== Enunciado ==
Retome a entrevista com Nicolás Maduro e continue o texto a partir da última frase apresentada.

=== Trecho selecionado ===

Sucessão de Hugo Chávez

"Impediremos que surja um novo Pinochet", diz Maduro comparando opositor ao ditador chileno

Marie Delcas e Natalie Nougayrède

Caracas (Venezuela)

  • Gil Montano/AP

     O presidente da Venezuela, Nicolás Maduro, acena ao chegar na Assembleia Nacional, em Caracas

    O presidente da Venezuela, Nicolás Maduro, acena ao chegar na Assembleia Nacional, em Caracas

Em uma entrevista ao "Le Monde", a primeira concedida a um veículo da imprensa internacional desde que foi eleito à presidência da Venezuela, no dia 14 de abril, com uma estreita vantagem, o ex-sindicalista Nicolás Maduro, 50, herdeiro proclamado de Hugo Chávez, traça uma linha rígida.

Aquele que por muito tempo foi o ministro das Relações Exteriores do comandante salpica seu discurso com tudo aquilo que fez o chavismo radical: uma política autoritária diante de uma oposição que contesta sua eleição, várias referências ao gesto revolucionário bolivariano, um soberanismo minucioso e uma postura antiamericana que assume todas as aproximações com regimes autoritários, desde o Irã até a Líbia de Gaddafi. Suas únicas aberturas parecem reservadas aos investidores estrangeiros, como parte de "zonas econômicas especiais" inspiradas no exemplo chinês.

Vestido com um abrigo esportivo nas cores da Venezuela, Nicolás Maduro nos recebeu no saguão de uma residência presidencial modesta situada em uma base militar, onde ele instalou a sede de seu governo. Em um contexto político tenso, a capital Caracas ressoou com duas manifestações de 1° de Maio: a da oposição e a dos "chavistas", que perderam seu líder carismático que esteve no poder durante 14 anos nesse Estado petroleiro.  

Le Monde: Conflitos no Parlamento, incidentes violentos nas ruas que provocaram a morte de sete pessoas após a eleição presidencial: a Venezuela é um país muito polarizado, sob tensão. Como o senhor pretende evitar que as coisas saiam de controle?   

Nicolás Maduro: O país não está polarizado, está mobilizado. O povo está mobilizado porque estamos conduzindo uma revolução, uma revolução contra a dependência econômica, a pobreza, a miséria, as desigualdades, uma revolução contra o capitalismo que saqueou nossa pátria no passado. Nós temos um socialismo democrático. Quando o povo entra na luta como nós – nós fizemos isso duzentos anos atrás pela nossa independência, e neste momento estamos lutando por nossa nova independência-, sempre há tensões. Temos um plano de ação, que é nossa Constituição, nossas instituições, e elas funcionam. O que posso garantir é que haverá paz, haverá democracia e superaremos qualquer ameaça. É importante que a Europa saiba disso porque de longe existe uma percepção caricatural. As pessoas pensam que na Venezuela existe uma ditadura.

=== Linhas exibidas ===

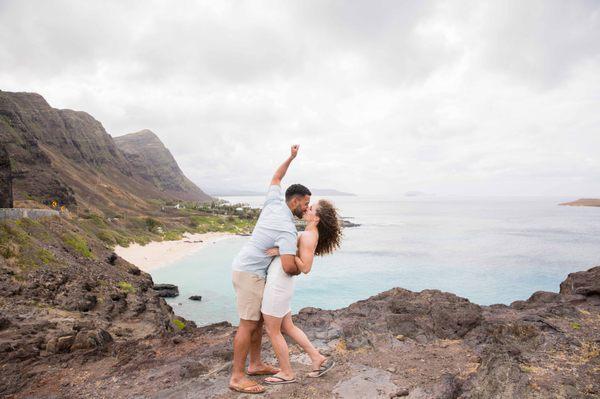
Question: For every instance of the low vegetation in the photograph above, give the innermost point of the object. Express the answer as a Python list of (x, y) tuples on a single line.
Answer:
[(168, 222)]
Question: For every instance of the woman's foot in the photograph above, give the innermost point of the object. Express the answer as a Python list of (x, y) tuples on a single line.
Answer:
[(323, 368), (246, 386), (262, 369), (281, 378)]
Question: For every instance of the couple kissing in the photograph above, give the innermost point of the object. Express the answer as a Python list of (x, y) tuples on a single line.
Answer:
[(264, 273)]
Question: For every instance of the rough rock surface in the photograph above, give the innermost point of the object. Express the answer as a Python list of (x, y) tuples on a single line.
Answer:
[(399, 343), (166, 290)]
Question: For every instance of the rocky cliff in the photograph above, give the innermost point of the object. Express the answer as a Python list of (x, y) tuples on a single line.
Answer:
[(69, 157), (151, 160), (80, 323)]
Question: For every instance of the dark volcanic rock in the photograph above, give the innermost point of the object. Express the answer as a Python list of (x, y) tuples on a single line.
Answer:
[(166, 290), (92, 339), (112, 258), (583, 283)]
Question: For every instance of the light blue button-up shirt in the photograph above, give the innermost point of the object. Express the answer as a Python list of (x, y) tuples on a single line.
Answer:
[(275, 228)]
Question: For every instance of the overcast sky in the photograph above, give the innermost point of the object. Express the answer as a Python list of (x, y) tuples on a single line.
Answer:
[(384, 97)]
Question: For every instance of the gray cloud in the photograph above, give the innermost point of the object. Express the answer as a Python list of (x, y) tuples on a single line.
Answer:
[(384, 96)]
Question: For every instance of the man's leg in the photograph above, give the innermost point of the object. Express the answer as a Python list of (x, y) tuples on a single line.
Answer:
[(241, 346), (290, 329)]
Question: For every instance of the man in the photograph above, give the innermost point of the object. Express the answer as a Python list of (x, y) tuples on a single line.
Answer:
[(275, 228)]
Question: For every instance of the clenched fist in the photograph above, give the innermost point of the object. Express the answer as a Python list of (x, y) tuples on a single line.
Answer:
[(295, 148)]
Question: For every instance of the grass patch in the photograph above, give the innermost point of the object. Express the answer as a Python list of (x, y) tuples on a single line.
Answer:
[(78, 244), (172, 235), (45, 256)]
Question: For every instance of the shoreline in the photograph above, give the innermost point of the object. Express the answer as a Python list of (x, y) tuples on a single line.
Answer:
[(158, 254)]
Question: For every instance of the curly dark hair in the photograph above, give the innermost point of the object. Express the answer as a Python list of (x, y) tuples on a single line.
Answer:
[(329, 227)]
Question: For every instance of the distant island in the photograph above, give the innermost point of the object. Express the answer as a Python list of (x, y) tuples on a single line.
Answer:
[(251, 193), (583, 202)]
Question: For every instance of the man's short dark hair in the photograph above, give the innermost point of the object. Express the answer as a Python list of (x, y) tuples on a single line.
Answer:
[(296, 190)]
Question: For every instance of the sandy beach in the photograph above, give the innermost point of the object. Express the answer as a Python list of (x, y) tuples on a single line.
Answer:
[(157, 254)]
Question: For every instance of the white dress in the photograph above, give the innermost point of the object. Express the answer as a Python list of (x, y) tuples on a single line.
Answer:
[(279, 289)]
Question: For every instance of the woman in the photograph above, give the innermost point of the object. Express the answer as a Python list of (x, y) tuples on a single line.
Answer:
[(321, 236)]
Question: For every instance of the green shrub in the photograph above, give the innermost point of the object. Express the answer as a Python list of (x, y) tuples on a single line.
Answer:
[(98, 220), (179, 324), (78, 244), (107, 236), (45, 256), (152, 224)]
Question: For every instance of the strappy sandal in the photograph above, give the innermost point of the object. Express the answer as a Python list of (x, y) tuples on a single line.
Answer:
[(327, 365), (248, 389), (281, 381), (268, 370)]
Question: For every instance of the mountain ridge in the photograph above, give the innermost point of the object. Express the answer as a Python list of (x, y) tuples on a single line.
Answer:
[(70, 158)]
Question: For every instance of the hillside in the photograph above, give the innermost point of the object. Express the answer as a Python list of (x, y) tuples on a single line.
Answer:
[(151, 160), (69, 157)]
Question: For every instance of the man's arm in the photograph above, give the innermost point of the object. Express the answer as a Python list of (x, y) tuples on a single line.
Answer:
[(280, 172), (289, 265)]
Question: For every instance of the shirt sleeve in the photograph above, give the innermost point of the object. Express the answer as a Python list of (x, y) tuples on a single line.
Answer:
[(287, 243), (274, 195)]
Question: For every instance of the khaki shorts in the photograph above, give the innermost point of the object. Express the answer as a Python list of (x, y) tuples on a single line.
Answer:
[(249, 288)]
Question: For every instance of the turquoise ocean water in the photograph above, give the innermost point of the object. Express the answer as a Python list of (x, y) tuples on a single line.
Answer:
[(489, 250)]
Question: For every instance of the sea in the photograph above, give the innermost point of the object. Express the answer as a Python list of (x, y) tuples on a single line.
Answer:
[(489, 250)]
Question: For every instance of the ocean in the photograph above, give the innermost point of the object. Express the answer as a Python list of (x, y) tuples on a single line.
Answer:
[(489, 250)]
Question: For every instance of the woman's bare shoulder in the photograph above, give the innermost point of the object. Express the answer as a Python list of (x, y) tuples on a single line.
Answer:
[(308, 236)]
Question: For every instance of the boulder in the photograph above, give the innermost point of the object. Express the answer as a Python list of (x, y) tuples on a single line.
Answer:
[(166, 290), (91, 339), (60, 344)]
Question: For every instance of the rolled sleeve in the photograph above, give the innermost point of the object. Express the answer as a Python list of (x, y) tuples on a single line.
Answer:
[(287, 243)]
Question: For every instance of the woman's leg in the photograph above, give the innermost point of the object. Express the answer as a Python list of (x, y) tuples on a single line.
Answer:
[(273, 327), (289, 328)]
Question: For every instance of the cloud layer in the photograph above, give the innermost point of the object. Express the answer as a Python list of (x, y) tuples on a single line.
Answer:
[(477, 98)]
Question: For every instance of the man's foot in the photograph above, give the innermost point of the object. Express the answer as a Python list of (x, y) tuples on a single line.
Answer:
[(322, 369), (246, 386), (317, 362), (262, 369)]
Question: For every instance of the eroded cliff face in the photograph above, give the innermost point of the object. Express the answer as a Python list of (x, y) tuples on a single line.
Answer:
[(151, 160), (69, 157)]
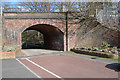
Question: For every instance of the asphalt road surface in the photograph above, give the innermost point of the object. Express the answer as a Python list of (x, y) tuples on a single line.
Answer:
[(58, 66)]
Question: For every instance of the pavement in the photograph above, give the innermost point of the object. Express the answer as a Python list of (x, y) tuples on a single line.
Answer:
[(57, 64)]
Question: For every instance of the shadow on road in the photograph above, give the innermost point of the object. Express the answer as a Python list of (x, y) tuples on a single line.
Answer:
[(114, 66)]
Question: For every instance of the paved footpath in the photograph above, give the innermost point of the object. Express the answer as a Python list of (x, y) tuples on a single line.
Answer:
[(60, 65)]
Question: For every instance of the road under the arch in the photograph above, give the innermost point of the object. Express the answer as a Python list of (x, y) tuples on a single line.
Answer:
[(53, 37)]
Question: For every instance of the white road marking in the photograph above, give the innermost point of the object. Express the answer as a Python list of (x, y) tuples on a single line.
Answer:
[(43, 68), (28, 69)]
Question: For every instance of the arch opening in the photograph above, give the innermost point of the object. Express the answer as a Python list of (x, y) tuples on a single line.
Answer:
[(50, 37)]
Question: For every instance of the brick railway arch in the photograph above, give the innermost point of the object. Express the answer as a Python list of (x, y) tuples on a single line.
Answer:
[(53, 36)]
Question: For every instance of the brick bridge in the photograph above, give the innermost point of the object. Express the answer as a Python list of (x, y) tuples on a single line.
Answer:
[(51, 25)]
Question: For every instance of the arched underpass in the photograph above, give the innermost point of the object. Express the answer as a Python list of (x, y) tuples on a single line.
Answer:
[(53, 37)]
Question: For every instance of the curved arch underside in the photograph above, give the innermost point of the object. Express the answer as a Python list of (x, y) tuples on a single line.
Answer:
[(53, 37)]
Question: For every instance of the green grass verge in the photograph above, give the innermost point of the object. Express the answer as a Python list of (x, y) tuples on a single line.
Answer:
[(115, 59)]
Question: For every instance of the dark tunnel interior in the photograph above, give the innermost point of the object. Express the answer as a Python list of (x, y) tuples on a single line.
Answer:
[(53, 37)]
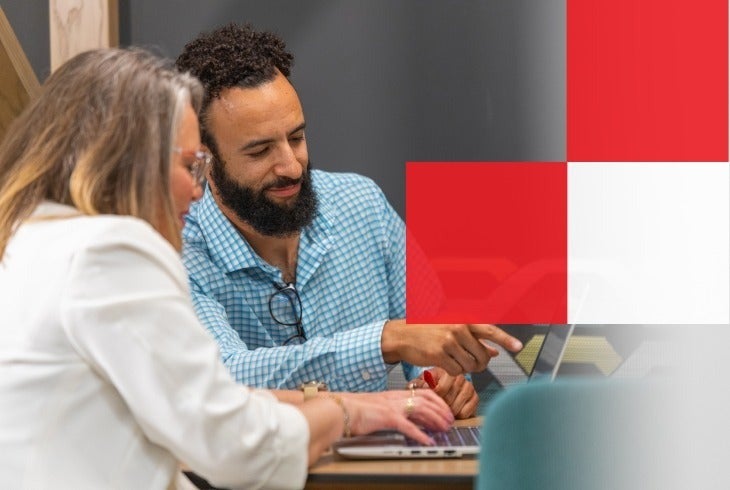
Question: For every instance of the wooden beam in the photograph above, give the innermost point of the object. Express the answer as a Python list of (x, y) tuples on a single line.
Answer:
[(18, 83), (80, 25)]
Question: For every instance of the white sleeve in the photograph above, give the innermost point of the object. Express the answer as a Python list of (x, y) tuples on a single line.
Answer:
[(128, 313)]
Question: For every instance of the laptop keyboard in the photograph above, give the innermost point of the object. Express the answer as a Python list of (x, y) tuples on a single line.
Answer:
[(455, 437)]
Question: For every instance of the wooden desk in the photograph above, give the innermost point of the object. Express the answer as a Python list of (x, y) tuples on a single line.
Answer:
[(425, 474)]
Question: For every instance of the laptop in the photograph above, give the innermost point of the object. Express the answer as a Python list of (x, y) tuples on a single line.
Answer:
[(458, 441)]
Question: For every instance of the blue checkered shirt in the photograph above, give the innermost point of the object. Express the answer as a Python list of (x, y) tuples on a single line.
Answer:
[(350, 277)]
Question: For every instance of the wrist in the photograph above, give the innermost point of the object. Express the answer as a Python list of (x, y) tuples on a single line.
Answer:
[(346, 421), (311, 389), (390, 341)]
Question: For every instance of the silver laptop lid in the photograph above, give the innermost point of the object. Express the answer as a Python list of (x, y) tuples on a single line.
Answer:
[(551, 352)]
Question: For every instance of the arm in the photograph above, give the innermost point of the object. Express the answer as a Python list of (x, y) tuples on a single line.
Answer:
[(127, 313), (348, 359), (367, 412)]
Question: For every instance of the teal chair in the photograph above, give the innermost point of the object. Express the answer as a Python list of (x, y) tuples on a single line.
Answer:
[(580, 434)]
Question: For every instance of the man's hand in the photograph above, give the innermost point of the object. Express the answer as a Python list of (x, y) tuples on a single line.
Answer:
[(457, 348), (458, 393)]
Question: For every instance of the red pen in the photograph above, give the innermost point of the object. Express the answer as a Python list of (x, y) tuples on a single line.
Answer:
[(429, 379)]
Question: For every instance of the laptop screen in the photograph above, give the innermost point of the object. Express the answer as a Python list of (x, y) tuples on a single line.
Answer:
[(551, 352)]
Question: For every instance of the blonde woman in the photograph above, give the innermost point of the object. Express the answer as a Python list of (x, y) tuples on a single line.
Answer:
[(107, 380)]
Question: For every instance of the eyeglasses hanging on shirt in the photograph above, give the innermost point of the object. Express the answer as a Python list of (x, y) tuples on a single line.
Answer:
[(285, 307)]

===

== Resposta da tarefa ==
Le Monde: O senhor travará um diálogo com a oposição?

Maduro: Fiz um apelo pelo diálogo geral, mas a liderança da oposição é exercida por um grupo de direita muito extremista que impede os partidos políticos de se sentarem para discutir. Isso porque esse grupo tem um projeto de ataque ao governo. (...) Peço para que a Europa abra os olhos. No Chile, teve um Pinochet. Quando Allende foi atacado, todo mundo foi surpreendido pela violência. Aqui, uma ideologia parecida está emergindo. Se eu comparar isso a Mussolini, Franco ou Hitler, dirão que estou exagerando. Mas aqui, na América Latina, estou soando o alerta. Existem os ingredientes para um projeto extremista de direita. Se um dia essas pessoas chegassem ao poder – o que não acontecerá -, elas destruiriam a democracia na Venezuela e imporiam um projeto totalitário.

Le Monde: A oposição representa 49% dos votos. Ela não passaria de "fascistas", como o senhor os chama?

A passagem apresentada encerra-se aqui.